Stored dataset items

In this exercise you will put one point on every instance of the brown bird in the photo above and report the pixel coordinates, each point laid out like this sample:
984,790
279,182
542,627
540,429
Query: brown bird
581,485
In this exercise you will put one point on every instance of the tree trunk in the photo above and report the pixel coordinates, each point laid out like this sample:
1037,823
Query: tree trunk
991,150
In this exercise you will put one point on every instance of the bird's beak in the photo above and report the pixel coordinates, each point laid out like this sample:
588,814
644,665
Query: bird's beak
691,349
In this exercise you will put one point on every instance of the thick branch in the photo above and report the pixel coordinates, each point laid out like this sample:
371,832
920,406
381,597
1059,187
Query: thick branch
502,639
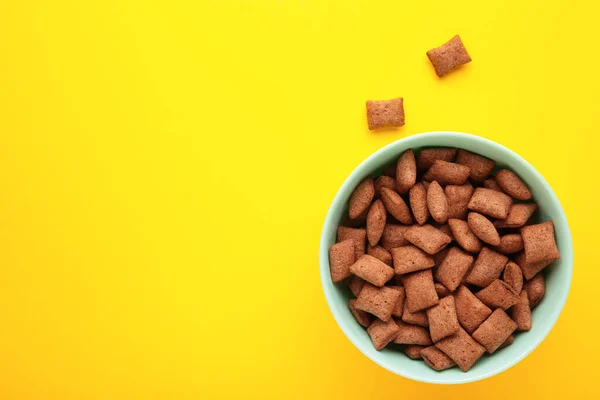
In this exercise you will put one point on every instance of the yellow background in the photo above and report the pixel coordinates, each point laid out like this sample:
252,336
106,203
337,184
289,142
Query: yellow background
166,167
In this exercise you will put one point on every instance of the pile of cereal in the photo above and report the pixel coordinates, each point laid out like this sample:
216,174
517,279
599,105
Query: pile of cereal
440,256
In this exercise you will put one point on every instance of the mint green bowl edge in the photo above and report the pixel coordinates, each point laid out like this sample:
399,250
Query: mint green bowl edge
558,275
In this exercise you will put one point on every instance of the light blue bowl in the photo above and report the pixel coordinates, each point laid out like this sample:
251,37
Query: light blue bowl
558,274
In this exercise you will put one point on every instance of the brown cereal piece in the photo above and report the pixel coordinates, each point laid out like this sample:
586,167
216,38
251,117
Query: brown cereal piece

--

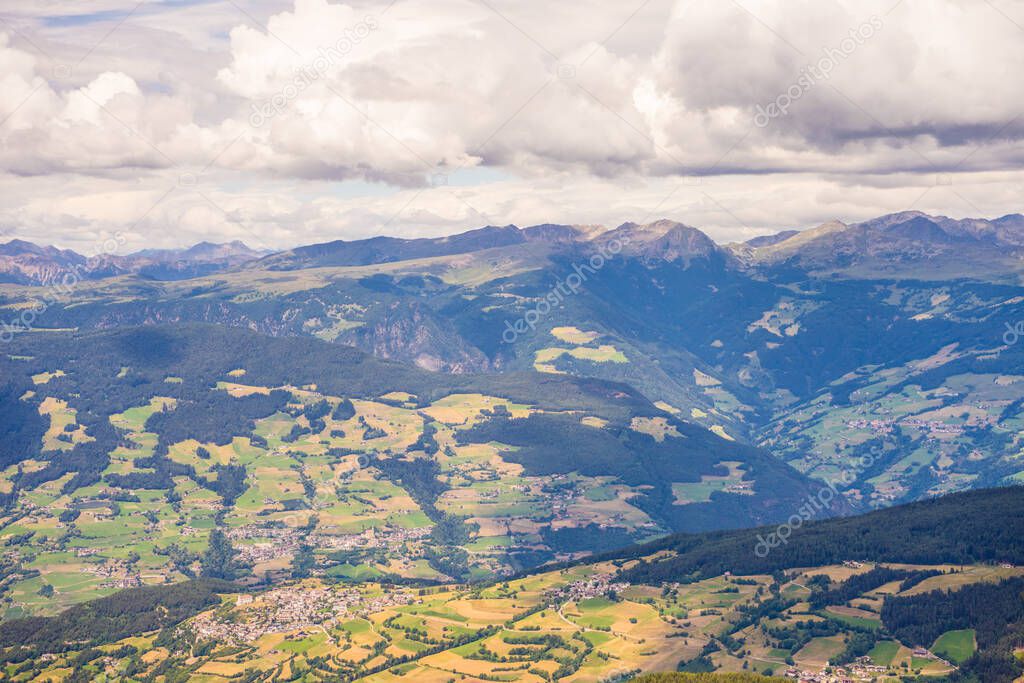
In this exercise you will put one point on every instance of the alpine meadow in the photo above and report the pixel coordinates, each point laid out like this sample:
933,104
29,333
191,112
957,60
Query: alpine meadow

▸ Written task:
Pick out each line in the entries above that contains the string "branch", with case taken into account, and copy those lines.

▸ Solution below:
In this exercise you will put one point on every instance of the thick branch in the photo above and report the pixel coordinates, each point laid out like this sample:
Query: thick branch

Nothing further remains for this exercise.